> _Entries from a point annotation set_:
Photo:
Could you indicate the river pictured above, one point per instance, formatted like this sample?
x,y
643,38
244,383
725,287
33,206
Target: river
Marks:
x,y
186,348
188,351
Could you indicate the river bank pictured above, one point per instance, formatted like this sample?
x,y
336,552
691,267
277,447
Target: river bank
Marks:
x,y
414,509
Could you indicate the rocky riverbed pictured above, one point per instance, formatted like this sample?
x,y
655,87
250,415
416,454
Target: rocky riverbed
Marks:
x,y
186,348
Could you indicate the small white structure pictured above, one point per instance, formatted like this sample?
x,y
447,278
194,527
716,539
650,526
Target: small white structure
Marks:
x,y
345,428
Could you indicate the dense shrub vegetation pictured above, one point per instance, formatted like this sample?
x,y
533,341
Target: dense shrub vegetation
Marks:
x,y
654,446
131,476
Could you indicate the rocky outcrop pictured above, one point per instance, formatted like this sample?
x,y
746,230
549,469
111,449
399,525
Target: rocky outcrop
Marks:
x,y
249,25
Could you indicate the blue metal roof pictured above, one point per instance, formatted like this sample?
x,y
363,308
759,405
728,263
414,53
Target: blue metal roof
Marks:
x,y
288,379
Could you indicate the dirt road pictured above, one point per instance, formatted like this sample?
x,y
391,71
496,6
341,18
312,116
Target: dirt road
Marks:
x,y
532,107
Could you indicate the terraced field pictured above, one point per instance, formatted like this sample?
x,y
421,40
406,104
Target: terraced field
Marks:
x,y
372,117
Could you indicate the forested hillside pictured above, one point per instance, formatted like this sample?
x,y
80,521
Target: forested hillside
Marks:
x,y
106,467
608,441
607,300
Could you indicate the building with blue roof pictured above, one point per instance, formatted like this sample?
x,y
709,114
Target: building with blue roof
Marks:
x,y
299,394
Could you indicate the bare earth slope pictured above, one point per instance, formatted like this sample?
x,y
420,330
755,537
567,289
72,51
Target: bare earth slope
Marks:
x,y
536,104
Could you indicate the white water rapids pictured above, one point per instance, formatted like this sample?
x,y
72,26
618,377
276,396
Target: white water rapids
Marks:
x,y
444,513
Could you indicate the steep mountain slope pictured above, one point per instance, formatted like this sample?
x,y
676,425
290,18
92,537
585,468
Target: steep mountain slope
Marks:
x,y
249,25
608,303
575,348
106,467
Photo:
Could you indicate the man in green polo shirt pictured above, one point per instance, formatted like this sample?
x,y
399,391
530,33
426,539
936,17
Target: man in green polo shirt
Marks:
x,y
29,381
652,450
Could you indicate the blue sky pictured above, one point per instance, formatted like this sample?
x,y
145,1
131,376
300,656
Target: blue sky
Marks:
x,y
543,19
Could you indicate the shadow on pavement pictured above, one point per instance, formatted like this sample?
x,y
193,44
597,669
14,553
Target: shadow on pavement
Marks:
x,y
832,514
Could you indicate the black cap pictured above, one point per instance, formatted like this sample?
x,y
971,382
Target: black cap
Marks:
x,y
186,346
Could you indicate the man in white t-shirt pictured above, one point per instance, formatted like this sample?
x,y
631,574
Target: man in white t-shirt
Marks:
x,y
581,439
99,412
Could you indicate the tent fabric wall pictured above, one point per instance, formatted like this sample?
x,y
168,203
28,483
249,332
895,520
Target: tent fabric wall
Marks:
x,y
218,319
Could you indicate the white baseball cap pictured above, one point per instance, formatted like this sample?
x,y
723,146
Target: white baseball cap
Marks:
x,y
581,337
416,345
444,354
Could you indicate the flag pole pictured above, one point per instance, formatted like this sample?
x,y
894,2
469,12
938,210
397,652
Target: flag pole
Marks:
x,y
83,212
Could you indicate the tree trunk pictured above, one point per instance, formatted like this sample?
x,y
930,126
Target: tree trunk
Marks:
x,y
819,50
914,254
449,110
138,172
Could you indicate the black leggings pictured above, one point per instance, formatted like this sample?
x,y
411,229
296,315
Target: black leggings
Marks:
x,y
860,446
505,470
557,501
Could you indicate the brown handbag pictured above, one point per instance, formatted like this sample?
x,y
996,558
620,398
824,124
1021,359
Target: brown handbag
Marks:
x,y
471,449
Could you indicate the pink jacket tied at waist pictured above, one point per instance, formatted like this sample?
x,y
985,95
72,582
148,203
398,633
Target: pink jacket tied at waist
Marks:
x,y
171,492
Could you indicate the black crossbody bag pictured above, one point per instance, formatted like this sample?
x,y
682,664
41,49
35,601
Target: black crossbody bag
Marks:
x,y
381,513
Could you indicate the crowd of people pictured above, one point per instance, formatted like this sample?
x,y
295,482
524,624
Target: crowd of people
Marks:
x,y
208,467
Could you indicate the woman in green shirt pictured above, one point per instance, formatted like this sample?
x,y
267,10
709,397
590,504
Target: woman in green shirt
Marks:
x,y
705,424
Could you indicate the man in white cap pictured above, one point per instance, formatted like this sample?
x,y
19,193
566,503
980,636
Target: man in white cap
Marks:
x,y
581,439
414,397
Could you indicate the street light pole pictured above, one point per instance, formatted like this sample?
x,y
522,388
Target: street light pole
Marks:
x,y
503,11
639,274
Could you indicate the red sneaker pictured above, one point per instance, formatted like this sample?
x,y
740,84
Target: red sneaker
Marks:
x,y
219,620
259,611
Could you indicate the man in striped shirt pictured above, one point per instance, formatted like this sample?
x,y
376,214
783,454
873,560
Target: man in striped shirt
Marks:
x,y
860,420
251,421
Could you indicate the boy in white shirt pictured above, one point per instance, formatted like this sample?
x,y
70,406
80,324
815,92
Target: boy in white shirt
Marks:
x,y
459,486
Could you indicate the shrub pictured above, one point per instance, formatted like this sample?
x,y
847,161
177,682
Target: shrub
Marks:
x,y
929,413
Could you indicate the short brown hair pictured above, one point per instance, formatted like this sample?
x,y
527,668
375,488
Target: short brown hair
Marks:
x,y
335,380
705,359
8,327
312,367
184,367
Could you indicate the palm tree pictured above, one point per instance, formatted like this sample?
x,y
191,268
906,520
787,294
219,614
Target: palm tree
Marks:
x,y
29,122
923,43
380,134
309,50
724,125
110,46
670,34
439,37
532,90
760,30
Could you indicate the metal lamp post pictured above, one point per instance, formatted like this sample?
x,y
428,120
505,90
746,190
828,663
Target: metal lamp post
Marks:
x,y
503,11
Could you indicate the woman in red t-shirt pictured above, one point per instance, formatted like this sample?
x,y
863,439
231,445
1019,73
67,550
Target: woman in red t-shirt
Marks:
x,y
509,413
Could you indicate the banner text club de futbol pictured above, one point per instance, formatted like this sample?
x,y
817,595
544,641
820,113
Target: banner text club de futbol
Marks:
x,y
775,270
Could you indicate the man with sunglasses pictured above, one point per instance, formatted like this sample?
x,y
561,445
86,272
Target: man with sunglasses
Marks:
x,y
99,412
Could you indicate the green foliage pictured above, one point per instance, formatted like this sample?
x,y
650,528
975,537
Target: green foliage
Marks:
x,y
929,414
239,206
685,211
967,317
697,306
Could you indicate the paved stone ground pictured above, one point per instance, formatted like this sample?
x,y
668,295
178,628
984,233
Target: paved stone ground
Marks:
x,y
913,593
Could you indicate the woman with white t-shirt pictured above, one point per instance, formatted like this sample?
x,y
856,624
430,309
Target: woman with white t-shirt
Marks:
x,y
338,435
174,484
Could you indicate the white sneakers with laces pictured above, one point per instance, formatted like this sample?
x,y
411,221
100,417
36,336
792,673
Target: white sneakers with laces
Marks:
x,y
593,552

> _What is asked_: Give back all the records exactly as they stand.

> _Completed task_:
Photo:
Could you indicate the river pictured above, one point per instance, formatted like this sample?
x,y
643,38
244,383
725,287
33,206
Target: river
Marks:
x,y
186,348
188,351
Could you indicate the river bank pictured above, one point per instance, formatted like this sample?
x,y
336,552
691,267
277,447
Target: river bank
Marks:
x,y
414,509
Could you indicate the rocky riverbed pictured above, one point per instance, formatted like this sample?
x,y
655,87
250,415
416,454
Target: rocky riverbed
Marks:
x,y
186,348
Could you indicate the small white structure pictured above, one point per instance, formatted like this sample?
x,y
447,278
194,527
716,539
650,526
Target: small white structure
Marks:
x,y
345,428
Could you indicate the dense shrub vegetation pictured above, one point per instance, formatted like this sample?
x,y
533,341
Target: dense shrub vegetation
Marks:
x,y
654,446
131,476
Could you indicate the rocky outcrop pictured above, one point per instance, formatted like this sample?
x,y
746,230
549,469
111,449
399,525
Target: rocky outcrop
Marks:
x,y
249,25
Could you indicate the blue metal roof pictured above, one point per instance, formatted like this sample?
x,y
363,308
759,405
728,263
414,53
Target: blue metal roof
Marks:
x,y
288,379
Could you indicate the dirt road pictured above, one point per instance, formatted like this sample?
x,y
391,71
496,6
341,18
312,116
Target: dirt road
Marks:
x,y
532,107
Could you indicate the terraced field pictured above, one point per instance, formatted like this sample?
x,y
421,40
406,104
Target: terraced field
Marks:
x,y
372,117
Could you indicate the forested hillside pictured above, one point per instance, formatted like this sample?
x,y
80,521
Target: forested hillside
Marks:
x,y
106,467
608,441
607,300
Could you indicate the building with blue roof pictured above, one point per instance, formatted like this sample?
x,y
709,114
Target: building with blue roof
Marks:
x,y
299,394
Could you indicate the bare earth slope pictured above, one point per instance, formatted like this sample?
x,y
420,330
755,537
567,289
72,51
Target: bare earth slope
Marks:
x,y
536,104
Could you indicate the white water rapids pictured above, one point per instance, formatted like this sample?
x,y
72,26
618,377
276,396
Target: white water rapids
Marks:
x,y
444,513
Could you indicate the steep mountain slope pictured above, one point per instance, formatted like this sample?
x,y
676,425
290,18
92,537
585,468
Target: steep mountain slope
Marks:
x,y
249,25
608,303
575,348
106,467
Photo:
Could you indicate the man in green polo shirt pictured above, one point per instance, formatted like this sample?
x,y
399,391
530,33
426,539
936,17
Target: man in green polo shirt
Marks:
x,y
29,381
652,450
Could you indicate the blue sky pictured above, one point per instance, formatted like this sample?
x,y
145,1
131,376
300,656
Target: blue sky
Marks:
x,y
543,19
Could you indicate the shadow on pavement pictured above, one point per instance, formatted like this sample?
x,y
193,44
597,669
14,553
Target: shadow on pavement
Marks:
x,y
832,514
Could you indicate the black cap pictured above, one point per instance, formatted like this sample?
x,y
971,382
Target: black cap
Marks:
x,y
186,346
Could you indicate the man in white t-shirt pictured above, one point per instance, formatted like this sample?
x,y
631,574
Target: man in white t-shirt
Marks:
x,y
581,439
99,412
Could you indicate the tent fabric wall pictured above, one point per instance, formatted like this sample?
x,y
168,203
28,483
249,332
895,520
Target: tent fabric wall
Marks:
x,y
218,319
Could you indicate the white baseball cap pictured above, one point per instance, formatted like this sample?
x,y
723,146
Target: white baseball cap
Marks:
x,y
581,337
416,345
444,354
Could you indicate the flag pole pictured above, one point per instance, formatted like this sample?
x,y
894,2
469,12
938,210
397,652
Target: flag pole
Marks:
x,y
83,212
Could you indicate the tree trunk pictured above, one point per instance, formatted like this sample?
x,y
930,126
Target: tree trunk
Marks:
x,y
819,50
914,254
449,110
138,172
Could you indicate the black leggings pictured above, one point per instance, formatted like this sample?
x,y
411,229
296,315
Target: black leggings
Marks:
x,y
860,446
505,470
557,501
Could you indicate the brown handbag pictured above, one point per instance, formatted like this sample?
x,y
996,558
620,398
824,124
1021,359
Target: brown handbag
Marks:
x,y
471,449
Could you indicate the pink jacket tied at waist pictured above, one point per instance, formatted like this sample?
x,y
985,95
72,582
148,203
398,633
Target: pink jacket tied at waist
Marks:
x,y
171,492
Could you indicate the black crossbody bag pictured above, one point per instance, formatted like this sample?
x,y
682,664
41,49
35,601
Target: black crossbody bag
Marks:
x,y
381,513
Could you indicate the crowd of people pictured above, one point per instance, formatted like this sample?
x,y
295,482
524,624
Target: crowd of people
Marks:
x,y
208,467
Could you indicate the woman in green shirt pictured above, one point per instance, formatted like this sample?
x,y
267,10
709,397
590,504
Target: woman in green shirt
Marks:
x,y
705,424
Could you indicate the man in white cap pictured above, one point per instance, formatted like this sample?
x,y
19,193
566,503
980,636
Target: man in white cap
Marks:
x,y
581,439
414,397
Could you indicate the street light pole pictured above, one point per instance, formatted like this sample?
x,y
522,388
Target: street light pole
Marks:
x,y
503,11
639,274
Could you indicate the red sneaker pictured above, one point per instance, formatted like this sample?
x,y
740,84
Target: red sneaker
Marks:
x,y
219,620
259,611
Could you indicate the man in striped shirt pictured above, one point per instance, formatted like this sample?
x,y
376,214
783,454
873,560
Target: man in striped shirt
Marks:
x,y
860,420
251,421
Could you indicate the boy in white shirt pictured above, one point per instance, formatted like this sample?
x,y
70,406
80,324
815,92
Target: boy in white shirt
Marks:
x,y
459,486
Could you indicate the shrub pictured above, one point per instance, formatted like this sample?
x,y
847,161
177,682
Target: shrub
Marks:
x,y
929,413
Could you indicate the short brown hair pictured above, one point per instance, formatted like this sample?
x,y
527,668
375,488
Target: short brown hair
Marks:
x,y
335,380
705,359
8,327
312,367
184,367
Could you indicate the palm tree pictured above, one point per instance, formatted like this sample?
x,y
191,268
906,520
787,294
219,614
Target: palm tree
Marks:
x,y
29,122
923,43
380,134
309,50
724,125
110,46
670,34
439,37
532,90
760,30
Could you indicate the metal lamp post pictured above, one point per instance, formatted like this sample?
x,y
428,120
505,90
746,190
828,663
Target: metal lamp post
Marks:
x,y
503,11
Could you indicate the woman in red t-shirt pictured above, one point per instance, formatted like this sample?
x,y
863,439
231,445
1019,73
67,550
Target: woman in red t-shirt
Marks:
x,y
509,413
Could you indicate the banner text club de futbol pictured above, one point per instance, formatted like this sample?
x,y
817,595
544,641
820,113
Target: banner text club de futbol
Marks:
x,y
775,270
Could you indicate the man with sunglasses pictured above, one point per instance, formatted like this sample?
x,y
561,445
86,272
Target: man with sunglasses
Marks:
x,y
99,412
Could you indicate the green foliage pictured above, one point per instance, formatted like this sample?
x,y
650,528
975,537
Target: green foliage
Marks:
x,y
929,414
239,206
685,211
967,317
697,306
Could you indicate the paved stone ground pictured above, one point per instance, formatted like this sample?
x,y
668,295
178,628
984,233
Target: paved stone ground
Marks:
x,y
913,593
Could you indicate the woman with white t-shirt pictured above, one point per instance, formatted like this sample?
x,y
856,624
430,309
Target: woman with white t-shirt
Marks:
x,y
338,435
174,484
Could you indicate the white sneakers with laces pictured above, one point per instance, formatted like this sample?
x,y
411,221
100,417
36,336
792,673
Target: white sneakers with laces
Marks:
x,y
593,552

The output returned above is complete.